Source document |

::::::

This uses the abide in zuul-web to directly access the tenant list
instead of asking the scheduler via RPC.
Relevant RPC listener methods are removed as they are not used
anywhere else.
Change-Id: I918cc3b9b8a6e0ba95a24dc55bf06976c6e2cfb5
This uses the abide in zuul-web to directly access the project listing
instead of asking the scheduler via RPC.
Relevant RPC listener methods are removed as they are not used anywhere
else.
Change-Id: Ie91d04b98a5e6cb6d54f80b71534daca050c02f8
This uses the abide in zuul-web to directly access the job
listing instead of asking the scheduler via RPC.
To allow encoding of MappingProxyTypes within cherrypy's response
handling, this implements a custom cherrypy JSON encoder based on
the ZuulJSONEncoder.
Relevant RPC listener methods are removed as they are not used
anywhere else.
Change-Id: I69d580876cdd290618e5c7b81c5fd0a35488cd12
Ensure that the provided claims are authorized by directly checking the
admin rules from the abide in zuul-web.
Change-Id: I00df437e3086706f481ae9fe18b7ecd1e2bb6c0b
Replace the RPC call for listing pipelines in zuul-web by generating the
JSON response directly from the abide.
Change-Id: Ia19f04c397e727824a0ccdf5cf7ce65df464bc54
With this change zuul-web will generate the status JSON on its own by
directly using the data from Zookeeper. This includes the event queue
lengths as well as the pipeline summary.
Change-Id: Ib80d9c019a15dd9de9d694cb62fd34030016c311
This implements the job freezing API directly in zuul-web, so there is
no need to call the scheduler via RPC.
Change-Id: Ibc7737a51fe5428bacdcb4763b3e6155cea29036
This adds (de)serialization to some helper classes in some cases,
but in others we simplify the attributes we store on the FrozenJob
so that we don't have to deal with objects any more.
Notably, the process of serializing playbooks is incorporated into
creating the frozen job (rather than creating the executor params)
since it uses quite a few helper classes each of which would need
to be (de)serialized as well.
We could probably turn the rest of these helper classes into
dictionaries too (which would be more efficient), but as they are
simple and only one level deep, it seemed easier to implement
serialization for them right now.

::::::

What you will do |
• 1. Reproduce the passage of the zuul-web commit messages above word for word, starting at "Change-Id: I00df437e3086706f481ae9fe18b7ecd1e2bb6c0b" and ending at "objects any more.".
• 2. How many lines of the entries below contain the string "house", with case counting? Give only the number.

::::::

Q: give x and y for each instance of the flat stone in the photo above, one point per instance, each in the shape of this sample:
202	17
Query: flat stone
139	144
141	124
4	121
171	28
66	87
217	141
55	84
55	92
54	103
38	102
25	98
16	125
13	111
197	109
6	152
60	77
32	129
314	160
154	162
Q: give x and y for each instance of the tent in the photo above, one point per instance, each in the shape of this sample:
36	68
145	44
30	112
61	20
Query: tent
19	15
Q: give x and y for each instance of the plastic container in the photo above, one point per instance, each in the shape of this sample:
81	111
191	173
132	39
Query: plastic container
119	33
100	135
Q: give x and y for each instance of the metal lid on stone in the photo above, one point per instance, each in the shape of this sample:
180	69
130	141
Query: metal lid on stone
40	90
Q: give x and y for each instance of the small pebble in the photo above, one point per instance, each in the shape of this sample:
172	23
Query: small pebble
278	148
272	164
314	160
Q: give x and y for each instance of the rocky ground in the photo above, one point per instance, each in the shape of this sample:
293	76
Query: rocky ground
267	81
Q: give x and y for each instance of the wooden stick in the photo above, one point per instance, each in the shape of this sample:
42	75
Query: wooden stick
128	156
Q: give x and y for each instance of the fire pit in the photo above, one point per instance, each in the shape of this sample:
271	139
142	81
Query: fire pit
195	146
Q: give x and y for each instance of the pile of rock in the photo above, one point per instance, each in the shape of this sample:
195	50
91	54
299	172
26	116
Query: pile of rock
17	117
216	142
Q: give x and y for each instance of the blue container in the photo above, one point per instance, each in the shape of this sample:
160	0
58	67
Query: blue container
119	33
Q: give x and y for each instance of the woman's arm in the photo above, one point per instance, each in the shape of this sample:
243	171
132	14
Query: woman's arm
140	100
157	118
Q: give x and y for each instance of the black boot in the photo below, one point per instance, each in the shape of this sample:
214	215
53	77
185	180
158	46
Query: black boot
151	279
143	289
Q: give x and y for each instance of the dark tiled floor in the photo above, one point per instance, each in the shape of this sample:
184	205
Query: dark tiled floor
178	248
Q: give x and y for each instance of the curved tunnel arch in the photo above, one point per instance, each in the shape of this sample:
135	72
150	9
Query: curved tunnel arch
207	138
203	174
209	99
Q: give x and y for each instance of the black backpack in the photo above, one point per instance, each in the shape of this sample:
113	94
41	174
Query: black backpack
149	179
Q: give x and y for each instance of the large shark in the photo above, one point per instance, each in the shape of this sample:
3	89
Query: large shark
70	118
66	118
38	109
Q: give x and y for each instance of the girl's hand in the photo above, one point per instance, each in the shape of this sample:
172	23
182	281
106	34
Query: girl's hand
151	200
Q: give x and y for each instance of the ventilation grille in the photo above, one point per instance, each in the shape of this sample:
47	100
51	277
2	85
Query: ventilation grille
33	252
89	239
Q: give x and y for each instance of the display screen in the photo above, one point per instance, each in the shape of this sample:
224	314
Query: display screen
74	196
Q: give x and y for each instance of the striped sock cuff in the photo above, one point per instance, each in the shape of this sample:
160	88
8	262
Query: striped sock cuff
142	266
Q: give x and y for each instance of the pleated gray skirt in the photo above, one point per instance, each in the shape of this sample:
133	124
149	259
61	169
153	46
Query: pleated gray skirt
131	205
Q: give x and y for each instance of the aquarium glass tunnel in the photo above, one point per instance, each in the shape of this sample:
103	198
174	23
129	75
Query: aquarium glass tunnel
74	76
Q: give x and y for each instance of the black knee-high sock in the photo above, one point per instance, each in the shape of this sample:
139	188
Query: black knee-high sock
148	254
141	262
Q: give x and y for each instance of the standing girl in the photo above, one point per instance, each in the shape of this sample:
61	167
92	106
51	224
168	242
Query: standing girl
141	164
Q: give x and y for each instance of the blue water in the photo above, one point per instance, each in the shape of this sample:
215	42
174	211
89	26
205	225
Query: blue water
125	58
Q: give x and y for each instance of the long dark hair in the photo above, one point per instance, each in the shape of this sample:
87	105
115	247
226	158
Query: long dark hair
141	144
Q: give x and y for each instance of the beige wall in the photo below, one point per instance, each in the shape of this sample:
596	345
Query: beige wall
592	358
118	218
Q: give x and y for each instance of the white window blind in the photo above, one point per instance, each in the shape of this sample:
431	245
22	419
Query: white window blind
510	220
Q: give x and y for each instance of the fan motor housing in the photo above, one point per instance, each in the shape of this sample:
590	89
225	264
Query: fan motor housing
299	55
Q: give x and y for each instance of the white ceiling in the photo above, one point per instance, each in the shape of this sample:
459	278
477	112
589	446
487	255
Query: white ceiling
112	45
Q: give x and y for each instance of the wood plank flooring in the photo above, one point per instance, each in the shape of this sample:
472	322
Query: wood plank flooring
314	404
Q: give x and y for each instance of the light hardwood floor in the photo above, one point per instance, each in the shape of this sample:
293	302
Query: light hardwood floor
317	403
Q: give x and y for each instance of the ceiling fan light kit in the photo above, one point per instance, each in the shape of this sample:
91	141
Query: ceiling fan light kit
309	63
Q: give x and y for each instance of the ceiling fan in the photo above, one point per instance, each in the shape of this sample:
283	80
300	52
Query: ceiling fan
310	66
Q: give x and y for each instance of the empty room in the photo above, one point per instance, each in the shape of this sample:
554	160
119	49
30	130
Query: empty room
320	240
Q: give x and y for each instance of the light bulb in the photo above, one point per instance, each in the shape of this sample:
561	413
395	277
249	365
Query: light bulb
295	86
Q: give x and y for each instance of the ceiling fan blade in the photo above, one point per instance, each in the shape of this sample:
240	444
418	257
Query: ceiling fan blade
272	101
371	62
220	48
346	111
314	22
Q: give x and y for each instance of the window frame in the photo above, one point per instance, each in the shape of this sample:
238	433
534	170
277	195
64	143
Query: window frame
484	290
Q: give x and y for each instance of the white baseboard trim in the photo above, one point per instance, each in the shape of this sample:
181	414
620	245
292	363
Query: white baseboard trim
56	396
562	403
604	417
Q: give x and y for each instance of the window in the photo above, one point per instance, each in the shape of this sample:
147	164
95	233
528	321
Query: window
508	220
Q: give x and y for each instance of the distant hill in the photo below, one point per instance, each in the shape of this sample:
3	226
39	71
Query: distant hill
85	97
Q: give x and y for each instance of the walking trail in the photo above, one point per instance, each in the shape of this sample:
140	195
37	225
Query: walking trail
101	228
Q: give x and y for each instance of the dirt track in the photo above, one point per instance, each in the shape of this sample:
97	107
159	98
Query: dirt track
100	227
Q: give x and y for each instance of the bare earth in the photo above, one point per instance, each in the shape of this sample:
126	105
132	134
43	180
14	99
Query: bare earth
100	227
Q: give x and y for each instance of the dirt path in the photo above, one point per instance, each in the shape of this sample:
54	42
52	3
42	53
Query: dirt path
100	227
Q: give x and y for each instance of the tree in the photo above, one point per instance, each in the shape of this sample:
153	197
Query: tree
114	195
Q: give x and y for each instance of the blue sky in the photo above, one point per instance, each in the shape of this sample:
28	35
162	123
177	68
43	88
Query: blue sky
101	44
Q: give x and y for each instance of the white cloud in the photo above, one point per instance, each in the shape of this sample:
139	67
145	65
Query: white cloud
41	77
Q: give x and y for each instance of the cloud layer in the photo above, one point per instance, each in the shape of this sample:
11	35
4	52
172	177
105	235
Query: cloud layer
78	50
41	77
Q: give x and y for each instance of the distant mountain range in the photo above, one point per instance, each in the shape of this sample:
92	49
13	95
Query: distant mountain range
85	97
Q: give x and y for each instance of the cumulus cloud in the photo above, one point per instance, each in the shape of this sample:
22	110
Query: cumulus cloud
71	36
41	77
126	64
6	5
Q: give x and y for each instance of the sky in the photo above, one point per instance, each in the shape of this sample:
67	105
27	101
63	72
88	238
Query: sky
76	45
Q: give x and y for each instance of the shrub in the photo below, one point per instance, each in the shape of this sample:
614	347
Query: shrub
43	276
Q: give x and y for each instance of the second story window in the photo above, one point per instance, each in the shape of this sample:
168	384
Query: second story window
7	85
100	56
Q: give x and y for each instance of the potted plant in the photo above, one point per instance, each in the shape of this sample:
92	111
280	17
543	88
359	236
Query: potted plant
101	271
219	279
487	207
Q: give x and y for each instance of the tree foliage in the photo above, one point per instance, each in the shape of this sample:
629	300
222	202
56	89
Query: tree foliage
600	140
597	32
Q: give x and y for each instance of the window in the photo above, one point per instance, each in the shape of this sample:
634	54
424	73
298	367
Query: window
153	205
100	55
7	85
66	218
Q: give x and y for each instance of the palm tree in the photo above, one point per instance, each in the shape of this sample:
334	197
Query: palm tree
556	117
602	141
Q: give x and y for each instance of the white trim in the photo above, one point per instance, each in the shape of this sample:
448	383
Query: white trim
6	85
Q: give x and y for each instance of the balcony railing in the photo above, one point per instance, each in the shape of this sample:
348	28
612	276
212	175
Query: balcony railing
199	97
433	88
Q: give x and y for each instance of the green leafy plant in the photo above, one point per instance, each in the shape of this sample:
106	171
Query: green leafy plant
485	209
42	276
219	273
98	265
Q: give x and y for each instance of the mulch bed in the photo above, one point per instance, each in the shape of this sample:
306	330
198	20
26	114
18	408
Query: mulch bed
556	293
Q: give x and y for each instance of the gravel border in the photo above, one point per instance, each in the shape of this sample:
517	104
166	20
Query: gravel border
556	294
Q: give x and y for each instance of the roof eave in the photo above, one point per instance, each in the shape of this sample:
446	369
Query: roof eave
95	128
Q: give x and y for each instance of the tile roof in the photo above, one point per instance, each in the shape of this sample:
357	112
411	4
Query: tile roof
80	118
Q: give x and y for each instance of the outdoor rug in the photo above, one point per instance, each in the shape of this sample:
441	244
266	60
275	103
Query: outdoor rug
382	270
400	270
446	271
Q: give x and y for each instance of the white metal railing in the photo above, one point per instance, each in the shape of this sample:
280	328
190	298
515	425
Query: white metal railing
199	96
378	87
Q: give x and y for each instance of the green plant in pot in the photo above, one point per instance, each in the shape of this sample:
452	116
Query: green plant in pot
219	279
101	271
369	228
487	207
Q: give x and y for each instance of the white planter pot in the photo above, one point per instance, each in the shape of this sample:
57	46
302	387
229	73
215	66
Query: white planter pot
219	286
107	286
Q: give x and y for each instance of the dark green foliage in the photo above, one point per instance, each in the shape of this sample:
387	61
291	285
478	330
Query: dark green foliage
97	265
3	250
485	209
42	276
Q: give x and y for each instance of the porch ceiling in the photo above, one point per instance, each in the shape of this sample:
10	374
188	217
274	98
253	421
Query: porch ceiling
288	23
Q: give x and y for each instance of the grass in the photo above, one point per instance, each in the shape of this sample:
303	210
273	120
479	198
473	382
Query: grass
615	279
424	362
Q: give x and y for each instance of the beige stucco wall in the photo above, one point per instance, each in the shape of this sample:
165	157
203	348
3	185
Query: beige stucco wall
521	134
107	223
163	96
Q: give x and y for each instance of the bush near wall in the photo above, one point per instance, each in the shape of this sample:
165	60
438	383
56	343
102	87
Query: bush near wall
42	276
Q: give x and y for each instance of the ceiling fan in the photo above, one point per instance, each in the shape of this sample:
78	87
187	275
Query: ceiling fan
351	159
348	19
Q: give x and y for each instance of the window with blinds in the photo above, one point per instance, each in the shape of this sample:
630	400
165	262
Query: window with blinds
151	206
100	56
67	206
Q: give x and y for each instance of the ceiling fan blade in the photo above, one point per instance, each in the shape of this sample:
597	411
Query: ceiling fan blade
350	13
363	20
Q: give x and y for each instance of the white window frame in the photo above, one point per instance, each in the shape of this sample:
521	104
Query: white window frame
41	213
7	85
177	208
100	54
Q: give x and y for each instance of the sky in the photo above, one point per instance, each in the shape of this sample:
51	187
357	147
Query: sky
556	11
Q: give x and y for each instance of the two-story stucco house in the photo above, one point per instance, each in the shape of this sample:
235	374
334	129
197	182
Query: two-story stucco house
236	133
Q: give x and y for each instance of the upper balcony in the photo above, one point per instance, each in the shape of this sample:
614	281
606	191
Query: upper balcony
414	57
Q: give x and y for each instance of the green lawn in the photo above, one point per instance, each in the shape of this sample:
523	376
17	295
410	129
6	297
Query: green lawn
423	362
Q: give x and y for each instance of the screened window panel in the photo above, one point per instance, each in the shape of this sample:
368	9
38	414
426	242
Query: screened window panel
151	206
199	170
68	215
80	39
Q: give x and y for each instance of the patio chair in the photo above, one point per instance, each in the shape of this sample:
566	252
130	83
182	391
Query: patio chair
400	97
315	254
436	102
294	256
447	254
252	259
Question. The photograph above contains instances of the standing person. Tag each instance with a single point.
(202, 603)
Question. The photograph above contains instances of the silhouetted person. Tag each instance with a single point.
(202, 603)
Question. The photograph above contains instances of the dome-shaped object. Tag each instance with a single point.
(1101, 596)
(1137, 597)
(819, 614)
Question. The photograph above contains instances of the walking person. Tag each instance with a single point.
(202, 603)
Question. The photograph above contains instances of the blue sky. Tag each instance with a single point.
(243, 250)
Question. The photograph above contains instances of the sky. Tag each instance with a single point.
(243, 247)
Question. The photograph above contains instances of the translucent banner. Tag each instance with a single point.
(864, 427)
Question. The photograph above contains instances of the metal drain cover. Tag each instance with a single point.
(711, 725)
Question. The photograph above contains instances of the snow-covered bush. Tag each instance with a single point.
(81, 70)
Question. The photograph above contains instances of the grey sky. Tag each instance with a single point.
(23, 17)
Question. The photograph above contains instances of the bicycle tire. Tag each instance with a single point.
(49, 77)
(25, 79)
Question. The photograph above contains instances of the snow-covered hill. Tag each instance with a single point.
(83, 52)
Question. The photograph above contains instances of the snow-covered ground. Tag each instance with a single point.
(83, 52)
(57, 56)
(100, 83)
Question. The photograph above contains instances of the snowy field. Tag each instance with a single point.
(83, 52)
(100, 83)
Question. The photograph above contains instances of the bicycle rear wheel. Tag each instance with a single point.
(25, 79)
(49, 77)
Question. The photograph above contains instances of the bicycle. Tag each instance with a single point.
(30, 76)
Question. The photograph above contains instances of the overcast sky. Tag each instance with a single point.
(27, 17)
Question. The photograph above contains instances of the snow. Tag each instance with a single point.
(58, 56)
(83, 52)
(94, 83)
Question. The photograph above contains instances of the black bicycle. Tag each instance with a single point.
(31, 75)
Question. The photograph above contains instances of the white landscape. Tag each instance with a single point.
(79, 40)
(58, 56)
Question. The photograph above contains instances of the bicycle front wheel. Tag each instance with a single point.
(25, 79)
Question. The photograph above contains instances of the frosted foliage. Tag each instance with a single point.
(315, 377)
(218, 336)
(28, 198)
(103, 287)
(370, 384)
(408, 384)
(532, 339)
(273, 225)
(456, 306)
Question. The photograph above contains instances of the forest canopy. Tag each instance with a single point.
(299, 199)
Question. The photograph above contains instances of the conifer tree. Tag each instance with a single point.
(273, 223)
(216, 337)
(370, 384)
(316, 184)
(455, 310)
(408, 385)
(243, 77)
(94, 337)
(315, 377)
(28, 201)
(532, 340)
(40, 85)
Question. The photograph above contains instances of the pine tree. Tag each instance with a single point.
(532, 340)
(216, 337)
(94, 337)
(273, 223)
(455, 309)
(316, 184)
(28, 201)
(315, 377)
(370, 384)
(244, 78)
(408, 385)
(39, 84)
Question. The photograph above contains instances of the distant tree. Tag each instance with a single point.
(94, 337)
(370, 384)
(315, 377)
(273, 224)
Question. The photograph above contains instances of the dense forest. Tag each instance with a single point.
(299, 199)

::::::

Final results |
• 1.
Change-Id: I00df437e3086706f481ae9fe18b7ecd1e2bb6c0b
Replace the RPC call for listing pipelines in zuul-web by generating the
JSON response directly from the abide.
Change-Id: Ia19f04c397e727824a0ccdf5cf7ce65df464bc54
With this change zuul-web will generate the status JSON on its own by
directly using the data from Zookeeper. This includes the event queue
lengths as well as the pipeline summary.
Change-Id: Ib80d9c019a15dd9de9d694cb62fd34030016c311
This implements the job freezing API directly in zuul-web, so there is
no need to call the scheduler via RPC.
Change-Id: Ibc7737a51fe5428bacdcb4763b3e6155cea29036
This adds (de)serialization to some helper classes in some cases,
but in others we simplify the attributes we store on the FrozenJob
so that we don't have to deal with objects any more.

• 2. 2